DOCUMENT TEXT ->
+--
Very few developments have been as momentous in the shipping industry lately as the merger of OSM Maritime Group and Thome Group earlier this year.
It should come as no surprise that Cyprus — a major international ship management hub — is playing an important part in the combined juggernaut’s new set-up.
Julia Anastasiou, managing director of the OSM Thome Cyprus office and also the company’s chief crew-management officer, said: “This office is where the heart of our crewing endeavour beats.”
Combining roles comes in handy to the versatile executive, who steadily rose through the ranks to become one of three women in OSM Thome’s 12-strong executive team.
Daughter to a Maltese mother and a Cypriot father, Anastasiou was raised in Toronto, Canada, before moving to Cyprus in the early 1990s.
A former customer of OSM, she rushed to join as a crew manager when the company opened its Cyprus office in 2008, starting out with a modest fleet of five vessels.
While raising two children, Anastasiou steadily widened her responsibilities and currently oversees a giant operation of 29,000 seafarers spanning the globe.
Private and professional duties, plus the Covid-19 pandemic, did not stop her from graduating from Warwick Business School just two months ago.
In a rare, personal LinkedIn post, Anastasiou dedicated her MBA to family, colleagues and “friends who understood when I needed to skip a dinner or coffee date”.
Enhanced role
Her latest bout of personal growth came as the OSM Thome combination process was in full swing.
The merger had a significant impact on the Cyprus office, increasing its manpower and leading many team members to assume new roles to meet the heightened responsibilities.
“While role-enhancing our jobs, it has also broadened our horizons as we are now part of a larger, more formidable organisation,” she told TradeWinds.
Alongside the core crewing operations, OSM Thome’s Cyprus office is hosting several other vital company functions as well.
Chief accounting officer Constantinos Tzagotzides is based in Limassol, overseeing group-wide accounting, third-party corporate accounting and vessel-specific accounting.
The same goes for Vassilis Malikides, who in May rose to group finance director and whose budget team delivers controlling and invoicing operations.
The Cyprus office also houses Xanthos Neofytou, head of business development infrastructure and marketing, as well as OSM Thome’s executive crew claims manager, Maria Sabbagha.
Fostering a cohesive environment in such a diversified setting is one of the priorities of Anastasiou, who encourages shared lunchtime experiences to weld the team together.
“When two well-respected ship management companies like OSM and Thome merge, it requires hard work, dedication and buy-in from all employees — whether they work in our global offices or onboard our vessels,“ Anastasiou said.
+--
RAW DATA ->
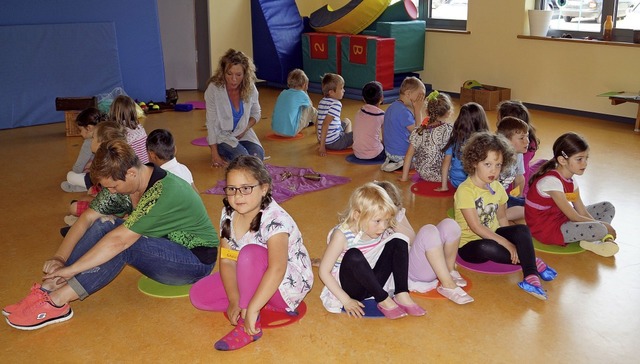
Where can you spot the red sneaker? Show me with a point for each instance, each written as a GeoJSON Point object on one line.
{"type": "Point", "coordinates": [238, 338]}
{"type": "Point", "coordinates": [31, 298]}
{"type": "Point", "coordinates": [39, 314]}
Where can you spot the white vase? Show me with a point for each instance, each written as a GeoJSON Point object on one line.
{"type": "Point", "coordinates": [539, 21]}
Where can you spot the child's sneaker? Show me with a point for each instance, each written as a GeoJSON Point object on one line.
{"type": "Point", "coordinates": [39, 314]}
{"type": "Point", "coordinates": [68, 187]}
{"type": "Point", "coordinates": [603, 248]}
{"type": "Point", "coordinates": [457, 279]}
{"type": "Point", "coordinates": [31, 298]}
{"type": "Point", "coordinates": [535, 291]}
{"type": "Point", "coordinates": [548, 274]}
{"type": "Point", "coordinates": [457, 295]}
{"type": "Point", "coordinates": [238, 338]}
{"type": "Point", "coordinates": [70, 220]}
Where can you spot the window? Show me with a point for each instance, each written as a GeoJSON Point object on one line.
{"type": "Point", "coordinates": [444, 14]}
{"type": "Point", "coordinates": [585, 18]}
+--
REQUIRED ACTION 1 ->
Answer these questions from the article on OSM Thome's Cyprus office:
(a) In what year did OSM open its Cyprus office?
(b) How many seafarers does Julia Anastasiou currently oversee?
(c) Who is OSM Thome's chief accounting officer?
REQUIRED ACTION 2 ->
Print the stretch of the article on OSM Thome's Cyprus office from "While raising two" through "two months ago.", word for word.
REQUIRED ACTION 3 ->
Proceed with the article on OSM Thome's Cyprus office, picking up after its final sentence.
The items were taken from a separate source and are unrelated to the article on OSM Thome's Cyprus office.

EXERCISE RESPONSE 1 ->
(a) 2008
(b) 29,000
(c) Constantinos Tzagotzides

EXERCISE RESPONSE 2 ->
While raising two children, Anastasiou steadily widened her responsibilities and currently oversees a giant operation of 29,000 seafarers spanning the globe.
Private and professional duties, plus the Covid-19 pandemic, did not stop her from graduating from Warwick Business School just two months ago.

EXERCISE RESPONSE 3 ->
OSM Thome has been taking wide-ranging measures to bring about such effects across the whole group.
Masterminded by chief culture officer Kjell Ove Breivik, the company completed and launched a new set of “Vision, Mission and Values” in July — essentially a roadmap to forge a common culture between its constituent parts.
Starting with change-management awareness training to onshore staff, the exercise also included surveys to ask all of the company’s 31,000 employees for input.
“The feedback we received was fantastic,” Anastasiou said. “We are now very proud to have a set of vision, mission and values that we wholeheartedly believe will represent us for what we are as a company, where we want to go and what behaviours we expect from our employees.”
Into the lion’s den
A common set of values should help as the current shipping market is not short of challenges, especially for a company that counts crewing as one of its core activities.
The war in Ukraine and other factors have stretched the commonly available pool of seafarers.
“The market is quite tough,” Anastasiou said.
However, she quickly added that one of the key outcomes of the merger was to secure access to larger crew pools.
“We have a unique setup — we employ the majority of our crew and we are utilising our own manning offices in the vast majority of our operation to ensure unparalleled quality for our customers’ vessels,” she said.
Anastasiou’s growing company role has also increased her profile within the Cyprus shipping community. In May, she was elected for a two-year term on the board of directors of the Cyprus Shipping Chamber, becoming one of three women among its 12 members.
That comes just three years after the country’s chamber of commerce and industry granted her the Young Entrepreneur in the Shipping Industry award.
“I am hopefully doing something right,” Anastasiou said at the time.